For this exercise, output the line containing "Could you please drop a point on the concrete" and every line after it through the end of the records, exactly, and no other line.

• **Stored data entries**
= = =
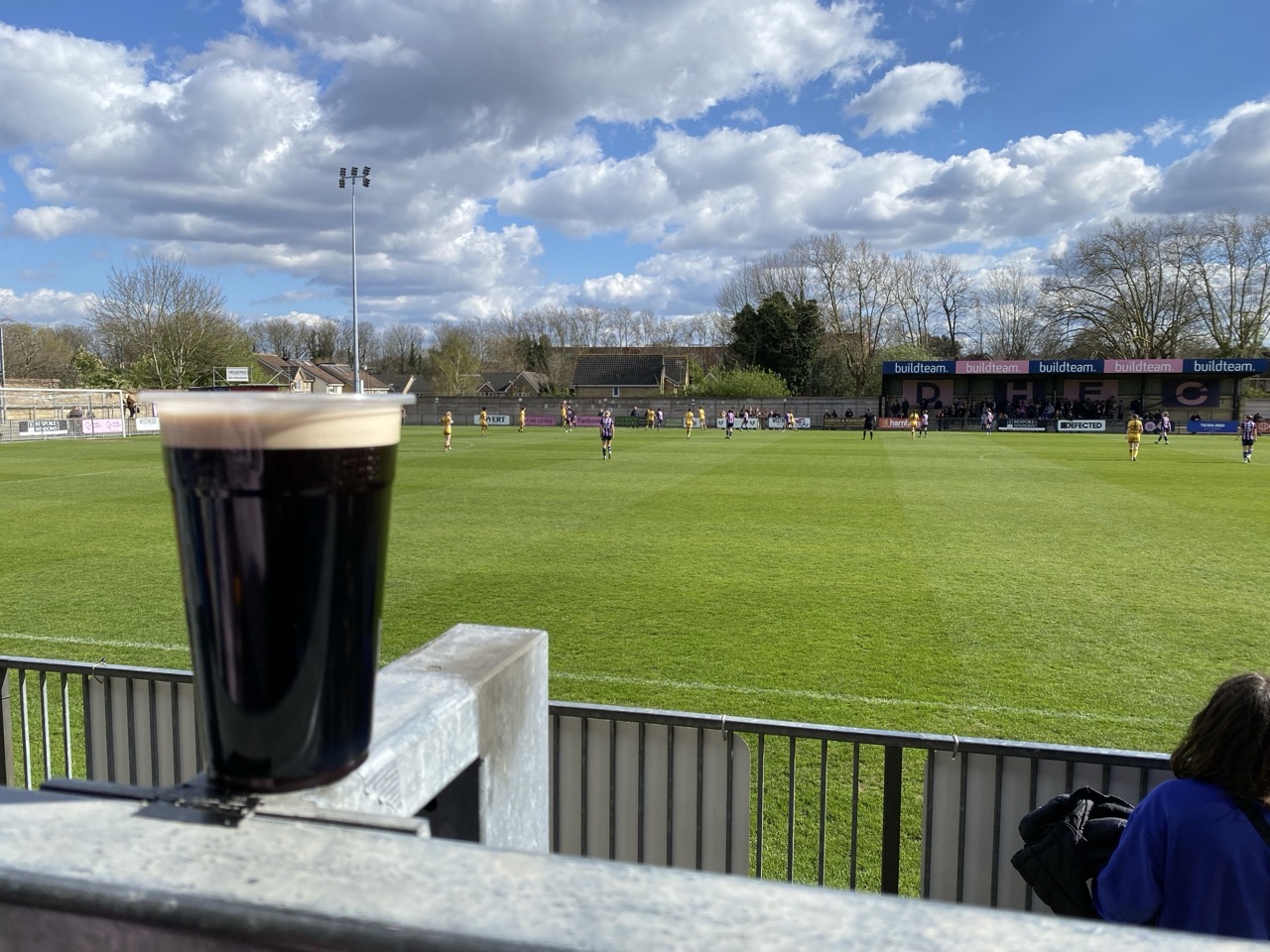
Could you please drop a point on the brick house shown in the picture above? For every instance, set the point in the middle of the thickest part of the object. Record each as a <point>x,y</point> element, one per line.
<point>629,375</point>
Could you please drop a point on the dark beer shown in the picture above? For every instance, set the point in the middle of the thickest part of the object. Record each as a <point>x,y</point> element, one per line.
<point>282,520</point>
<point>282,555</point>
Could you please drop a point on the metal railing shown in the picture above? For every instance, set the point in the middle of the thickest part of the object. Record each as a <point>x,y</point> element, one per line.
<point>885,811</point>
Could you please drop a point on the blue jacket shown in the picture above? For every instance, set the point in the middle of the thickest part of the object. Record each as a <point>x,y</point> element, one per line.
<point>1189,860</point>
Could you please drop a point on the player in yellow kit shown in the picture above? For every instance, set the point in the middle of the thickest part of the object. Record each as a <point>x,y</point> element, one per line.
<point>1133,433</point>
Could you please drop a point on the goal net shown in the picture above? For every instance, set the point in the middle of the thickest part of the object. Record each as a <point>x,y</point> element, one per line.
<point>35,413</point>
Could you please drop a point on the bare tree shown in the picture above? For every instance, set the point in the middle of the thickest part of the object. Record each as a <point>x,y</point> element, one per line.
<point>37,352</point>
<point>452,365</point>
<point>278,335</point>
<point>1230,266</point>
<point>826,259</point>
<point>403,348</point>
<point>169,325</point>
<point>869,303</point>
<point>1007,307</point>
<point>952,289</point>
<point>321,339</point>
<point>913,304</point>
<point>1127,291</point>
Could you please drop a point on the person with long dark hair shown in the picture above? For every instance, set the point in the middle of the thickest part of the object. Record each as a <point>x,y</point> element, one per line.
<point>1196,853</point>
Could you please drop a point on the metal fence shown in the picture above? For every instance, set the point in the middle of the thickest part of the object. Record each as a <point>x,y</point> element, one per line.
<point>887,811</point>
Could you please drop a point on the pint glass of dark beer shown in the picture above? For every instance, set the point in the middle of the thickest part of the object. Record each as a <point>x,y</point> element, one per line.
<point>282,520</point>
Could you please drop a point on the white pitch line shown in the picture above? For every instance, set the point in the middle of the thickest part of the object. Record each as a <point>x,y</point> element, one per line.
<point>98,643</point>
<point>856,698</point>
<point>67,476</point>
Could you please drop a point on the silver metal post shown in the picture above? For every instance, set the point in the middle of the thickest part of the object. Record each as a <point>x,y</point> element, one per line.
<point>356,173</point>
<point>357,347</point>
<point>4,381</point>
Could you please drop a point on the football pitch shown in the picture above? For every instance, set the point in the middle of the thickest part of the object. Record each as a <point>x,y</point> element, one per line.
<point>1030,587</point>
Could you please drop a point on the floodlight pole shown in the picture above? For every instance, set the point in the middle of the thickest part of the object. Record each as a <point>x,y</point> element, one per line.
<point>4,381</point>
<point>365,176</point>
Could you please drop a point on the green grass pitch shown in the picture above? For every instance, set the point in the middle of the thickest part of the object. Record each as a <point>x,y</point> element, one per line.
<point>1033,587</point>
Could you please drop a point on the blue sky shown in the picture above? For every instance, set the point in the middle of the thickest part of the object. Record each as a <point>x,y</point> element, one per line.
<point>616,154</point>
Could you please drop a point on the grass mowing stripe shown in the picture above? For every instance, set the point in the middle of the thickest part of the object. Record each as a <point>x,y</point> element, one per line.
<point>855,698</point>
<point>102,643</point>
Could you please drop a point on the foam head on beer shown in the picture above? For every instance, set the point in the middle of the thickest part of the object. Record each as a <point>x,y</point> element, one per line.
<point>220,420</point>
<point>281,507</point>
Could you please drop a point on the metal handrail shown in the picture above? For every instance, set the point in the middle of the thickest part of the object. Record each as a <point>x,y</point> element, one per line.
<point>971,789</point>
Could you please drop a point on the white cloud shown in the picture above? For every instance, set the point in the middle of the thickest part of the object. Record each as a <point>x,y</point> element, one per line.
<point>51,221</point>
<point>1230,169</point>
<point>495,128</point>
<point>45,306</point>
<point>903,99</point>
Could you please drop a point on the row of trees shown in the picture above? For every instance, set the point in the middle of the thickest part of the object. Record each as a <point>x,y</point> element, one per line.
<point>825,313</point>
<point>821,316</point>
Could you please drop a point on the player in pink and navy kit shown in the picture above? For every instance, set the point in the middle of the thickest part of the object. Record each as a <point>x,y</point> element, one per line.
<point>606,435</point>
<point>1248,435</point>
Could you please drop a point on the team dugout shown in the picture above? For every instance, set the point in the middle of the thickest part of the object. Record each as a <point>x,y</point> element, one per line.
<point>1201,395</point>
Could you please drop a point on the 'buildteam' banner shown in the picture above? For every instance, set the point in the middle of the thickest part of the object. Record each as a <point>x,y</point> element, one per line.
<point>1209,366</point>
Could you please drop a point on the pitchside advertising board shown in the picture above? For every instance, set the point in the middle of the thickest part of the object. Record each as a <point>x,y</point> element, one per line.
<point>1188,382</point>
<point>44,428</point>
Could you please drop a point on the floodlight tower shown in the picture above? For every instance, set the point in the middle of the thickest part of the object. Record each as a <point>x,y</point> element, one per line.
<point>4,320</point>
<point>356,173</point>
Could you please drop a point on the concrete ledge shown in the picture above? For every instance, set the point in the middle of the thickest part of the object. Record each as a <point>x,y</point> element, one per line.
<point>81,873</point>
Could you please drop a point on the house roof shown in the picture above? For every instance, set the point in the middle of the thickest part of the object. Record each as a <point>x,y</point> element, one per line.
<point>677,370</point>
<point>324,372</point>
<point>502,381</point>
<point>619,371</point>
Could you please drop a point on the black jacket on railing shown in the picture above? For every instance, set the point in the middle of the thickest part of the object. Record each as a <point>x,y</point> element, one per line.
<point>1066,843</point>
= = =
• **Task result**
Could you please drop a point on the concrete ledge shown in the picture above? For every instance, set the point in the middle of the thickest part of the object. Record each as a <point>x,y</point> element, one per line.
<point>81,873</point>
Could you please drop a point on the house roof shown in the picture above? For every instance, set the point in the middle of the thickest part of the object. Record each as a <point>x,y</point> element, one per line.
<point>677,370</point>
<point>324,372</point>
<point>502,381</point>
<point>619,371</point>
Could you please drop a point on the black jacket on railing shown in the picture above? For every instance, set the point in the middle of the thickest part of the object. Record each as a <point>x,y</point> element, one per line.
<point>1066,843</point>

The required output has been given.